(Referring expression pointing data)

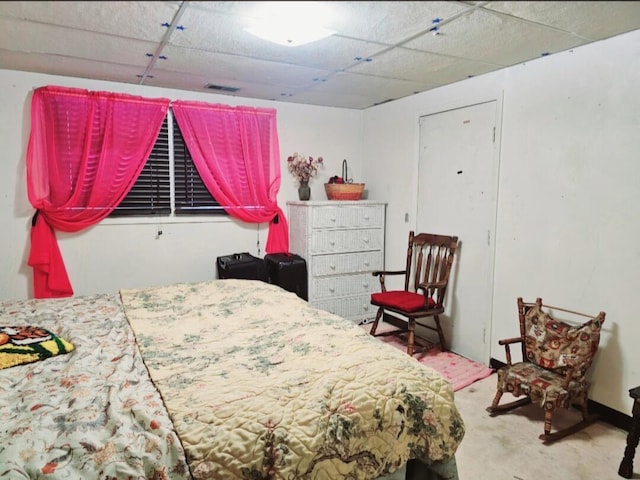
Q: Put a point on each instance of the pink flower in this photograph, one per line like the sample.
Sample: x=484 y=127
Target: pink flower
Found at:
x=302 y=167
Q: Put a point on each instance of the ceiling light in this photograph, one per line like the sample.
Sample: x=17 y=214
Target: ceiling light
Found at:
x=290 y=23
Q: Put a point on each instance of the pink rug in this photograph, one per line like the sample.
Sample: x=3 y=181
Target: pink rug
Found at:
x=460 y=371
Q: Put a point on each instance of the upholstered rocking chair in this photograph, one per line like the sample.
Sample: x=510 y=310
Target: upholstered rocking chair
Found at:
x=556 y=357
x=426 y=278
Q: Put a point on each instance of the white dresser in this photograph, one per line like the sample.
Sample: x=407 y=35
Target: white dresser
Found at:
x=342 y=243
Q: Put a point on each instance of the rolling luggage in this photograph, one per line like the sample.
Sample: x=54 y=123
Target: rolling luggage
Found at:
x=288 y=271
x=241 y=265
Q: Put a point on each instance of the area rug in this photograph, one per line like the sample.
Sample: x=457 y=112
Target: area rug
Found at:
x=458 y=370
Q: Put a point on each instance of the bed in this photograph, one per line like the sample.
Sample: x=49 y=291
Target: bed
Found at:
x=226 y=379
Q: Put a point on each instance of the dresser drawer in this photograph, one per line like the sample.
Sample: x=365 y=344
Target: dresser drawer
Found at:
x=322 y=265
x=336 y=241
x=353 y=216
x=356 y=308
x=343 y=285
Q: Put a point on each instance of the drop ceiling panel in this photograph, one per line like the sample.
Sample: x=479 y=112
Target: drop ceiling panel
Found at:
x=70 y=67
x=391 y=23
x=382 y=50
x=220 y=33
x=233 y=68
x=141 y=20
x=422 y=67
x=591 y=20
x=503 y=40
x=57 y=41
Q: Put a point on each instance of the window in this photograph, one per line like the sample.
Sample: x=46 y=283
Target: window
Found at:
x=169 y=162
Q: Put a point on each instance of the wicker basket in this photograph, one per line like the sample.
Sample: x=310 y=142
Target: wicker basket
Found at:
x=344 y=191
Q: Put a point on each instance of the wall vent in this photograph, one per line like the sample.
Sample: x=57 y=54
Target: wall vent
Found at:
x=221 y=88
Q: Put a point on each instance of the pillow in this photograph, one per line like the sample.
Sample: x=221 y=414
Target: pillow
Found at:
x=557 y=345
x=403 y=300
x=27 y=344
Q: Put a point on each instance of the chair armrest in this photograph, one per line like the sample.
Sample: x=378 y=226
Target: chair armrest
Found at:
x=381 y=274
x=507 y=342
x=378 y=273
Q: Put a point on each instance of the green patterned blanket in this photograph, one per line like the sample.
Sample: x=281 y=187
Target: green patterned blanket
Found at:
x=260 y=385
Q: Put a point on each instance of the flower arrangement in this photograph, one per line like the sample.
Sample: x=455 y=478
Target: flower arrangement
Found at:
x=302 y=167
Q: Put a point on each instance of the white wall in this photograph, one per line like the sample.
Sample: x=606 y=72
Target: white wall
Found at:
x=566 y=217
x=568 y=194
x=128 y=253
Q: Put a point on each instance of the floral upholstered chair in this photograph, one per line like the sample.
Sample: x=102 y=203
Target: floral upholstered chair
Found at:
x=556 y=357
x=426 y=278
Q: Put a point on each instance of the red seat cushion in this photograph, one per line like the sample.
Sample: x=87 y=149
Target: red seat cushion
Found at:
x=400 y=299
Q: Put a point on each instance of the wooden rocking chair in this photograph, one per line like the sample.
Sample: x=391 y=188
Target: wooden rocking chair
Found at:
x=426 y=277
x=556 y=356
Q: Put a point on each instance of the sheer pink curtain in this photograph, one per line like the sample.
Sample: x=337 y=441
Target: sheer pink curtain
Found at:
x=237 y=154
x=85 y=152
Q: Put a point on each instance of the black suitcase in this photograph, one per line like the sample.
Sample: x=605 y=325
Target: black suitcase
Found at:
x=242 y=265
x=288 y=271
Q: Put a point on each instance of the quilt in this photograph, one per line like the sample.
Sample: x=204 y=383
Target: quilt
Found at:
x=260 y=385
x=91 y=413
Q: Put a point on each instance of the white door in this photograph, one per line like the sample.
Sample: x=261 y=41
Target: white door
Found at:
x=457 y=190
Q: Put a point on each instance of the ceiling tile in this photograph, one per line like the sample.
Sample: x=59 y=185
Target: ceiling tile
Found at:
x=591 y=20
x=140 y=20
x=67 y=42
x=496 y=39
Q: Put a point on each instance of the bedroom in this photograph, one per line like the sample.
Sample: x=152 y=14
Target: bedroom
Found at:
x=566 y=194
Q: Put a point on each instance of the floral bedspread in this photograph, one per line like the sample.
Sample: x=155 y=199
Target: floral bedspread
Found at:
x=92 y=413
x=260 y=385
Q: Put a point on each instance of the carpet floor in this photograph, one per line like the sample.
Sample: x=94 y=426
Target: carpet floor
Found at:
x=506 y=447
x=460 y=371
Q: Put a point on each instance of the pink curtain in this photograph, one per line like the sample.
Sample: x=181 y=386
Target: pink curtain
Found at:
x=237 y=154
x=85 y=152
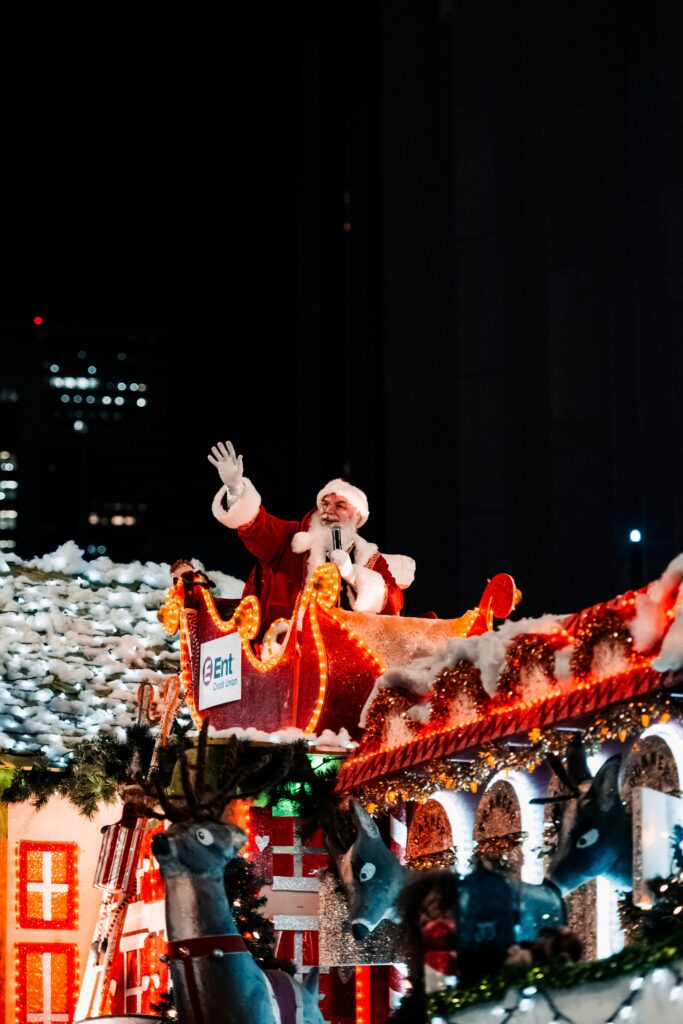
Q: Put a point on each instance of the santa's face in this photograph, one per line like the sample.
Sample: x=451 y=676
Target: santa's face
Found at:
x=335 y=510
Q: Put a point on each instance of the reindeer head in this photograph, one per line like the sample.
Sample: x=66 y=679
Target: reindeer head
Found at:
x=198 y=842
x=372 y=877
x=595 y=829
x=201 y=849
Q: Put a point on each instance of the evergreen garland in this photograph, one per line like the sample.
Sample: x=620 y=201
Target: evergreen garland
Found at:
x=95 y=771
x=636 y=958
x=243 y=887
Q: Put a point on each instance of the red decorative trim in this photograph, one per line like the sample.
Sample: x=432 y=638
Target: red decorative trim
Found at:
x=48 y=903
x=33 y=987
x=550 y=711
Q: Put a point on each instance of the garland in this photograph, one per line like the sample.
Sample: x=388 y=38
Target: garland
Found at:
x=593 y=630
x=388 y=704
x=524 y=651
x=419 y=783
x=99 y=767
x=452 y=686
x=637 y=958
x=94 y=772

_YOUR OBJECTIVE_
Only a number is wanted here: how many lines in the entries contain the word "wooden"?

_ANSWER SECTION_
2